Do this - Rewrite all the records below, replacing every "photo" with "image" and leaving everything else unchanged. Omit the pictures from your answer.

[Point-based annotation data]
-.-.-
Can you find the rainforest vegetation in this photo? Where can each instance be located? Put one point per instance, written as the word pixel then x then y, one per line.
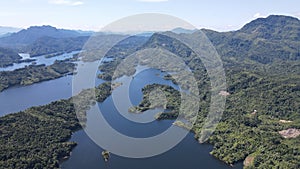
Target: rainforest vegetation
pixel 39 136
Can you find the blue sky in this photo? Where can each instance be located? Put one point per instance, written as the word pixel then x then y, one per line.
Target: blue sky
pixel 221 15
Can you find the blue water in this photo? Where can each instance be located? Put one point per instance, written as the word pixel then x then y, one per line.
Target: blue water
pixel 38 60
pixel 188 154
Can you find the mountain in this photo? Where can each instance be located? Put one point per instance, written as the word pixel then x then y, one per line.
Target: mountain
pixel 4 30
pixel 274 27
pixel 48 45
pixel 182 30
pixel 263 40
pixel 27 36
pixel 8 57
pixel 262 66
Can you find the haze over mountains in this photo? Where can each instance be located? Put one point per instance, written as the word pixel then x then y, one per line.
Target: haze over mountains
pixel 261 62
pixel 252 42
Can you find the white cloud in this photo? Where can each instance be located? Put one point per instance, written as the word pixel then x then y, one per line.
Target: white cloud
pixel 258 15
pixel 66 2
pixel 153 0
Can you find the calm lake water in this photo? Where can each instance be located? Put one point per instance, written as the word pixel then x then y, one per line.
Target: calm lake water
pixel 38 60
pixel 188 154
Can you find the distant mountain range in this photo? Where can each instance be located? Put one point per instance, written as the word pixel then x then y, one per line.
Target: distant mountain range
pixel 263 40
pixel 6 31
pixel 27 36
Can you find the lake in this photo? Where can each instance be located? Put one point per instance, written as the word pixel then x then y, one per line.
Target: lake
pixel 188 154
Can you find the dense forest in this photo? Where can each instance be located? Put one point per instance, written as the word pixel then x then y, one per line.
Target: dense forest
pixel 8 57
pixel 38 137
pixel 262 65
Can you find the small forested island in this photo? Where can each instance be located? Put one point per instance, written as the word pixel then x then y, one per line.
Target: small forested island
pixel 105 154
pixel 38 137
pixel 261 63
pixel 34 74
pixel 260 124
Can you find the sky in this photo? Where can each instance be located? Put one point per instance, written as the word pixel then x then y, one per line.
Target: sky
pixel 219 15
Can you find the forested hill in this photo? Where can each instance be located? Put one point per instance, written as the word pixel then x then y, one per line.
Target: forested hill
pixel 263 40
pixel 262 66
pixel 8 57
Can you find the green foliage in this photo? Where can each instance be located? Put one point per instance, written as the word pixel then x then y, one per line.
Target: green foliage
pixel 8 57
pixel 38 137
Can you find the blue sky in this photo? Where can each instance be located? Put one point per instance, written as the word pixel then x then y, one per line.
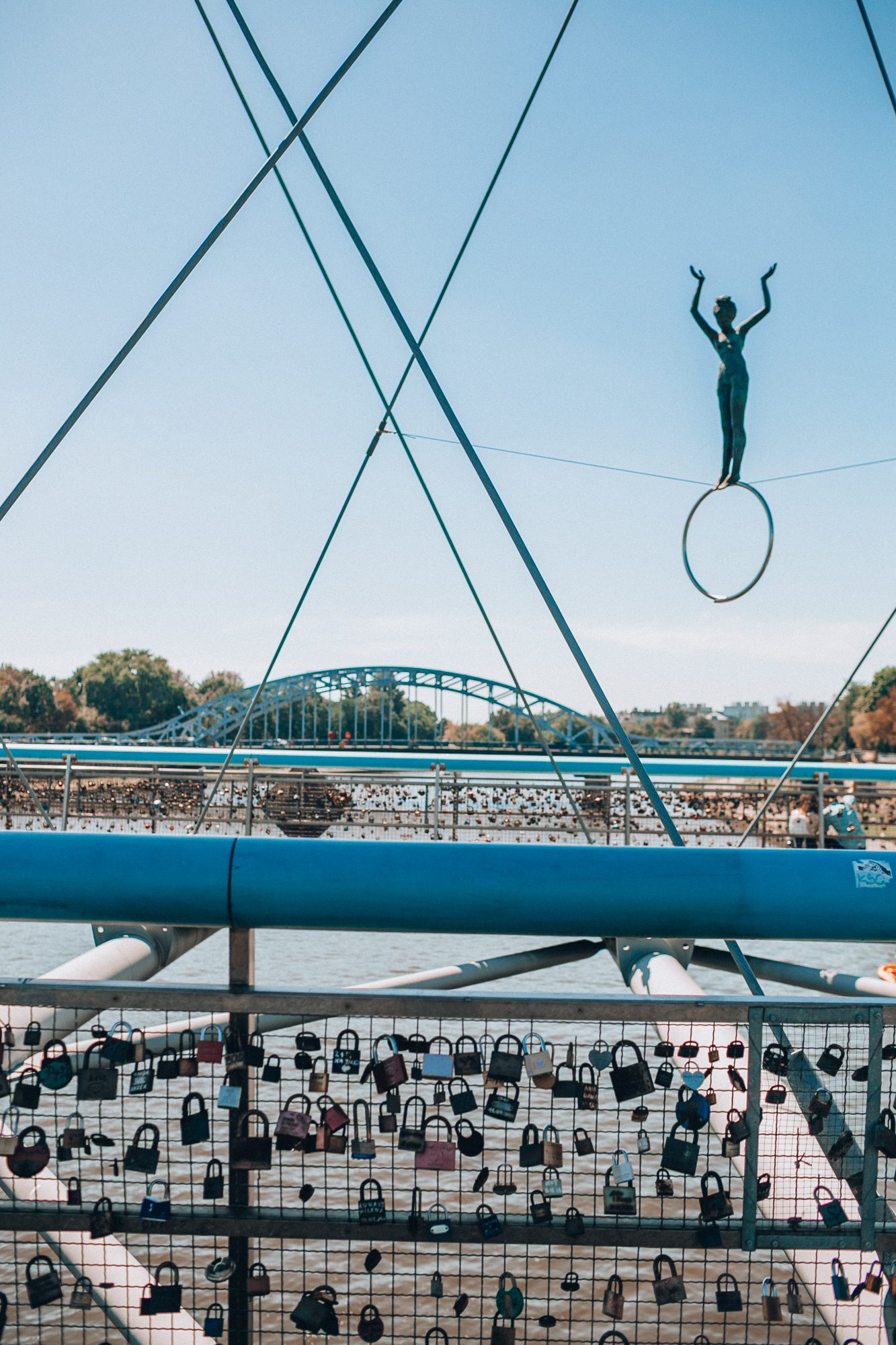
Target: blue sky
-.-.-
Result -
Can you find the rainforest vegetation in this image? Where can each instance be located? Put one point per instance, written as the word pixel then x then y, one per line.
Target: rainforest vegetation
pixel 39 136
Can you find the blue sky in this image? Where can each instance be located? Put one point per instance, written as the word pixel then x then y, one per line.
Target: blue sky
pixel 221 15
Can you find the blue water in this image? Where can each instance be located? Put one point per instance, written as the word pixel then x then y, one per line.
Target: blue water
pixel 38 60
pixel 188 154
Can you find the mountain in this image? Where can each instance be located? Put one point per instance, written as the word pixel then x then y, one per line.
Target: mountain
pixel 4 30
pixel 274 27
pixel 48 45
pixel 182 30
pixel 263 40
pixel 27 36
pixel 8 57
pixel 262 66
Can you find the haze over mountains in this image? Where can each instance be located? Put one point per instance, written as the word pixel then x then y, one per line.
Target: haze over mountains
pixel 261 62
pixel 252 42
Can you find the white cloud in this image? Where can each instance be located? Put one point per instance, written as the word pixel then x then y, one per line.
Target: white cloud
pixel 258 15
pixel 66 2
pixel 153 0
Can you find the calm lake water in this image? Where can each instance be located? Put one point per instance, written as the word pixel then x then y, one per line.
Target: calm lake water
pixel 38 60
pixel 188 154
Can you find the distant mountain range in this image? Where can each instance be located? Put one point per instance, written as the word pixel then x then y, one per line.
Target: distant mountain range
pixel 263 40
pixel 6 31
pixel 27 36
Can you find the lake in this image? Where can each instance be located? Put one point per instance, written as the word pixel then x then y, one per line.
Target: lake
pixel 188 154
Can you find the dense forest in this image? Where can each instance be located? Put one point per instance, written as the word pixel then x then y, one per line.
Target: dense forest
pixel 8 57
pixel 38 137
pixel 262 65
Can you find the small forested island in this image? Where can each instance be located? Put one point per instance, written as the word pixel then x then y, one per line.
Target: small forested island
pixel 105 154
pixel 38 137
pixel 261 63
pixel 34 74
pixel 260 124
Can you find the sky in this image? Where can each instance be located? Put one point per instance, written as the word pixel then x then y, one per line.
Target: sky
pixel 219 15
Can you find the forested hill in this image? Where can each instance be located? Put one point per instance, written as the word pixel then x then y, one per line.
Target: forested hill
pixel 263 40
pixel 262 66
pixel 8 57
Can you find the green foliage in this image? Where can each instance be located? Put one point per instance, written as the word pixel then x then y, one per line.
Target: green foliage
pixel 8 57
pixel 38 137
Can you find the blue sky in this image? Where can each instance be located? Put one point per instance, written as the word pixel then x then y, one per line.
Target: blue sky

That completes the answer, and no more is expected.